** Exercises to complete **
#1 Decide whether each statement below agrees with the passage on Lazar Weiner, answering yes or no and quoting the deciding words: (a) Weiner began his studies at the Kiev Conservatory at the age of 13; (b) Weiner emigrated to America at the age of 21; (c) Weiner cofounded a Yiddish chorus in 1923.
#2 Carry on the passage on Lazar Weiner, beginning after its final sentence.

** Extract to read **
Russian-born American classical composer (1897–1982)

Lazar Weiner (לאַזאַר װײַנער, October 24, 1897 - January 10, 1982) was a Russian and American composer of Jewish music. He also worked as conductor, vocal coach, and accompanist.

==Biography==
Lazar Weiner was born in Cherkasy in the Russian Empire on October 24, 1897. He was trained as a pianist at the Kiev Conservatory where he began his studies at the age of 13. He emigrated to America at the age of 17 and settled in New York City where he worked as a choral conductor and music director of the Mendelssohn Symphony Orchestra of Brooklyn. He studied music composition in New York with Frederick Jacobi and Robert Russell Bennett, and was also well known vocal coach in Manhattan. In 1923 he cofounded the Freiheit Gezang Farein, a Yiddish chorus.

** Dataset content **
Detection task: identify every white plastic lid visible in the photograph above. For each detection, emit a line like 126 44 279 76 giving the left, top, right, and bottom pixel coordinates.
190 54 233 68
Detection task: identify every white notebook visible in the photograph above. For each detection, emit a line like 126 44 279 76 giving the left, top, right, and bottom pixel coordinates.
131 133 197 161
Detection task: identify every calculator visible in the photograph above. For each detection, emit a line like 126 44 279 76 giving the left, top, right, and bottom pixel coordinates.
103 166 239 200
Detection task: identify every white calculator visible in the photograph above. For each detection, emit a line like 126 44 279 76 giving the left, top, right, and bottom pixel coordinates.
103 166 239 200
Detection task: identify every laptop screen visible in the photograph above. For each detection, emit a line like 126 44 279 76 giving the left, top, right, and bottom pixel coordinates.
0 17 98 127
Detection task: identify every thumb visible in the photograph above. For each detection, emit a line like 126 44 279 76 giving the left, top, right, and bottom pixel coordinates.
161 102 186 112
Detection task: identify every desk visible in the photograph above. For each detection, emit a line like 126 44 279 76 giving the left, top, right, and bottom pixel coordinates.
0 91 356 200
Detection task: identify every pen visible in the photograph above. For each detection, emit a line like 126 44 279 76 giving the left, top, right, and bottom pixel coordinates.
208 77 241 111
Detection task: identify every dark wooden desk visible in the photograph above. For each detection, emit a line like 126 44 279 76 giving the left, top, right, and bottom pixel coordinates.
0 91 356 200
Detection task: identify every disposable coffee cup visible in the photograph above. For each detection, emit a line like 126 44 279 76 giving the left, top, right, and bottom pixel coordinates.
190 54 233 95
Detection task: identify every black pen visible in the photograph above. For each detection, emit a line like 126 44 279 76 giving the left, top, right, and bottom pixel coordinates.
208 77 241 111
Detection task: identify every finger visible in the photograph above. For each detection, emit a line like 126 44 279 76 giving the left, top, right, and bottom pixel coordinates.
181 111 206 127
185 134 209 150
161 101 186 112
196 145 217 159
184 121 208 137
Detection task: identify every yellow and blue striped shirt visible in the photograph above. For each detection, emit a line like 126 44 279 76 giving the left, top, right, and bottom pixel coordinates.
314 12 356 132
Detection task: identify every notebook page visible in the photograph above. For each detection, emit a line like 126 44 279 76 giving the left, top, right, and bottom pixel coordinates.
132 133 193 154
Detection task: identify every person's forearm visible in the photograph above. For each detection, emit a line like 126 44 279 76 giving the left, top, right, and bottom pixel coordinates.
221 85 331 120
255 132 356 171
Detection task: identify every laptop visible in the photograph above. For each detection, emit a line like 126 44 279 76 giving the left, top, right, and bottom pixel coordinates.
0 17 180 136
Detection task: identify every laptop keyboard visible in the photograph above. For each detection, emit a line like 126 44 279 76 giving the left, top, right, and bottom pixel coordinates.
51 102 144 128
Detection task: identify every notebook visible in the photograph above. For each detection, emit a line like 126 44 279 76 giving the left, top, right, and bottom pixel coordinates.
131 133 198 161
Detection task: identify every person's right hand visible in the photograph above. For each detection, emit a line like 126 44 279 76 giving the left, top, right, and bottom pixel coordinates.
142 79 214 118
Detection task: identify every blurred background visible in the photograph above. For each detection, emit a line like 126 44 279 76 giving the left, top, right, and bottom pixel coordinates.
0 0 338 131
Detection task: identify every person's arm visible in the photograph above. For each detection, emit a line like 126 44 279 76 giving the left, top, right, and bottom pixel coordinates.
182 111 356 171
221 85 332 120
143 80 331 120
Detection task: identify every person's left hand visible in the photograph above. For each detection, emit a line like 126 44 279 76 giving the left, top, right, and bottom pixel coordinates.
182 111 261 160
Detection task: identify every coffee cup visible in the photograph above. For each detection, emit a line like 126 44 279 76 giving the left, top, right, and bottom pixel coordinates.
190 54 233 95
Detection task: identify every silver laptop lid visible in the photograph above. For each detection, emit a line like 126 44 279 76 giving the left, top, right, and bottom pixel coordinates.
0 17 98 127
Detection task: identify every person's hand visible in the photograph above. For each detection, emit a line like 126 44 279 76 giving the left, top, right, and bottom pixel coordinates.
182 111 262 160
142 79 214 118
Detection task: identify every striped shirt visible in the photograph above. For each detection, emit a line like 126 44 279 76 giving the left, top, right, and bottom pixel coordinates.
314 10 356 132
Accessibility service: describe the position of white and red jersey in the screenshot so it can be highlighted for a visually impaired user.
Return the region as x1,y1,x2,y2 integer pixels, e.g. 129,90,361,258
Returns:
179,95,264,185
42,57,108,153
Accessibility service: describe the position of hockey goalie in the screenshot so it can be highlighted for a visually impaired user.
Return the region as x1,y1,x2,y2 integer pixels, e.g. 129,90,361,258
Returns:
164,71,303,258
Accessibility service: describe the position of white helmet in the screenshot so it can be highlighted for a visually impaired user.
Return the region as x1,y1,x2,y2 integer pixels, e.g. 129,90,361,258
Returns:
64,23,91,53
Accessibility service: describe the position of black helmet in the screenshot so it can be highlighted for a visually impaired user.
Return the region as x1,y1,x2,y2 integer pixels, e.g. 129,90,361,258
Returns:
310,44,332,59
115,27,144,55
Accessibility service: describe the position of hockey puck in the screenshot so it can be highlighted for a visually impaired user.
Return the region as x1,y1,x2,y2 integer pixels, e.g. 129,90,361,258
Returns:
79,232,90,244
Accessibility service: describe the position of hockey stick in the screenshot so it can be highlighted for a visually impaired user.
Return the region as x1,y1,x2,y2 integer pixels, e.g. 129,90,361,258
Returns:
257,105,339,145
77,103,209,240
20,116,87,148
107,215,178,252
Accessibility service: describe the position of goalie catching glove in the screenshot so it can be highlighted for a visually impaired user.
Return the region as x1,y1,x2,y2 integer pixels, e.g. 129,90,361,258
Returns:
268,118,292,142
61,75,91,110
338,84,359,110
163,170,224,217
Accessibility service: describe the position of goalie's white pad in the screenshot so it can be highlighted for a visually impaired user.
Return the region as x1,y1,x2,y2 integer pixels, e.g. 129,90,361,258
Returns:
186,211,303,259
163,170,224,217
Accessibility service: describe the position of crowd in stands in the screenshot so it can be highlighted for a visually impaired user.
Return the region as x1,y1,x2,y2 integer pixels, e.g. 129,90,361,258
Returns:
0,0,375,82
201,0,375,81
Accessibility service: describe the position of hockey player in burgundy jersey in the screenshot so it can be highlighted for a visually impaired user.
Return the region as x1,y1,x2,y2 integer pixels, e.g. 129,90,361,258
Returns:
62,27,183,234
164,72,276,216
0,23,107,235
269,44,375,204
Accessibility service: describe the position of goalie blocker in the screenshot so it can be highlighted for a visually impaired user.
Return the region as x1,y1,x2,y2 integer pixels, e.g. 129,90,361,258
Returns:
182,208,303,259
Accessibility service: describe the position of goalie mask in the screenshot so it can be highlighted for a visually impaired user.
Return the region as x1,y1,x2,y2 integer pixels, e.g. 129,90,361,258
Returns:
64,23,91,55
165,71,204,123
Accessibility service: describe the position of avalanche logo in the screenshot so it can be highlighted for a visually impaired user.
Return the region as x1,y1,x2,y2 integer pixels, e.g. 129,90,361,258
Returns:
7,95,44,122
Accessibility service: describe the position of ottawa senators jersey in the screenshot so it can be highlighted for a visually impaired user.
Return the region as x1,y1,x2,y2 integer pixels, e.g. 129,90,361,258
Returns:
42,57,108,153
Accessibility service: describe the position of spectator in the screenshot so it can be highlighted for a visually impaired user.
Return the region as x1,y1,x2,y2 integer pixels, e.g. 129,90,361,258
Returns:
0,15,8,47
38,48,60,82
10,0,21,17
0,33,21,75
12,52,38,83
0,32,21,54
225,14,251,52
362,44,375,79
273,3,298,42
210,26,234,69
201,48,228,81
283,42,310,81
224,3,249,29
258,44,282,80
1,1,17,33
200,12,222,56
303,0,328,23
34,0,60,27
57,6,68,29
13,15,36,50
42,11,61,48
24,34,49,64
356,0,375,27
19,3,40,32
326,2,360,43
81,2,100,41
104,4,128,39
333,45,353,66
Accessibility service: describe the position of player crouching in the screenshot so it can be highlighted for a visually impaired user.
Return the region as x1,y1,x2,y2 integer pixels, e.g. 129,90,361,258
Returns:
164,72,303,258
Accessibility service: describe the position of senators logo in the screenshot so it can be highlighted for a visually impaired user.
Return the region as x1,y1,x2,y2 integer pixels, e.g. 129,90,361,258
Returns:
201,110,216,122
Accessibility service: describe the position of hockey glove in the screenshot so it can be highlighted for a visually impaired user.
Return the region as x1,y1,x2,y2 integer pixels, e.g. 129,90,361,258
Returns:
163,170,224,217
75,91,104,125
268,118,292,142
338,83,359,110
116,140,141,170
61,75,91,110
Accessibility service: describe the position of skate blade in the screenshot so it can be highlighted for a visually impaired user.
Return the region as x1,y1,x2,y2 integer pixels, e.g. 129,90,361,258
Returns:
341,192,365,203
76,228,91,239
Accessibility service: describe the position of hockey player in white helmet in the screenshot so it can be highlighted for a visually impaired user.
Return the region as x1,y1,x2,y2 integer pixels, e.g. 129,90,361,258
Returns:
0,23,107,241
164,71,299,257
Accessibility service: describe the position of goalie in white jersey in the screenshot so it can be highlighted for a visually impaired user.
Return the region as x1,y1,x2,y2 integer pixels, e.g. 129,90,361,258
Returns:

** Activity answers **
#1
(a) Yes: "where he began his studies at the age of 13"
(b) No: "He emigrated to America at the age of 17"
(c) Yes: "In 1923 he cofounded the Freiheit Gezang Farein, a Yiddish chorus."

#2
Weiner later became the music director of the Central Synagogue in Manhattan. He also taught on the faculties of Jewish Theological Seminary of America and Hebrew Union College, and was music director of the WABC radio program The Messiah of Israel.

He died in New York City on January 10, 1982. The composer Yehudi Wyner was his son.

==Works==
Weiner composed more than 200 art songs as well as Yiddish and Hebrew cantatas and full synagogue services. He wrote several cantatas, among them Legend of Toil (1933), Fight for Freedom (1943), and To Thee, America (1944). He also wrote the music to the Yiddish play Generations of Green Fields (1974). His opera The Golem was staged at the 92nd Street Y in 1981.